SOURCE TEXT =
-- Begin --
I don't think the complementary filter is going to cut it, in this case.  Where I see the term used (and it's a new one to me -- it seems to have been invented by the smart-phone software community) it's assuming that the phone is being accelerated mildly and rotated wildly.  The airplane case is almost, but not quite, opposite.

You'll need to know a lot more than just linear algebra to get your head wrapped around Kalman filtering, and then, to confuse things further, this problem actually demands an extended Kalman filter.  Trust me, the math will get wacky, and demanding, and a lot of other things only some of which can be stated in a family-friendly forum.

The way that a Kalman filter works is that it sorts out redundant data.  This means that in order for a Kalman filter to do you any good, you have to have redundant data to feed it.  If you just have a free body moving in space (like an RC plane), then a six-axis IMU (accelerometer and gyro) does not give you redundant information: the plane can move in six axes, you have six axes, too bad.  You can use a six-axis IMU plus some absolute position reference (like GPS) to get your redundancy, but in our case you'd need to add a GPS to your plane. 

What saves us here is that you do have redundant information, but it is indirect and screwy: the pilot constrains the airplane to operate in a hemispherical shell with a radius that's more or less limited to the line length, and the acceleration of gravity is a constant vector of known magnitude.  With that information I think that there's enough to get the airplane's position, velocity and attitude with respect to the pilot and to ground, but with a North reference that's "unpinned" and will spin around the circle at some rate that's (hopefully!) much less than the speed of flight.
-- End --
EXERCISE DETAILS = Resume the passage above on using a Kalman filter to estimate a tethered model airplane's position and attitude, starting after its final sentence.

SUPPLIED DATA =
-- Begin --
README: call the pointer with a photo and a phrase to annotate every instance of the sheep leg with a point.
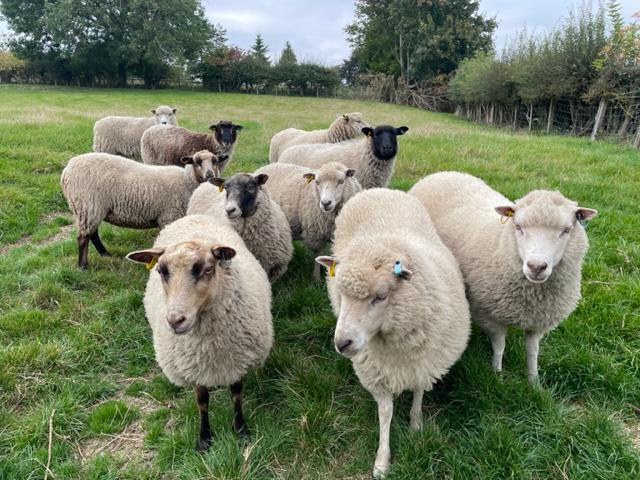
-- End --
TASK ANSWER =
This "pilot pins the center of the circle" is what you're already using to deduce speed from rotation rate, by the way.  What a Kalman filter will do for you is to take into account all of the rotations and accelerations of the airplane such that (for instance) any rocking of the airplane in yaw, or any coupling between the gyro's yaw axis and the airframe's pitch axis, will be washed out of the final velocity estimate.  In addition, I think (everything I say about this subject at this point should be prefaced with "I think" or "if I'm right") that as a bonus you'll know when the airplane is pointed up and when it's pointed down, and be able to add that to the motor speed as a feed-forward, to get a quicker reaction than you could from the loop.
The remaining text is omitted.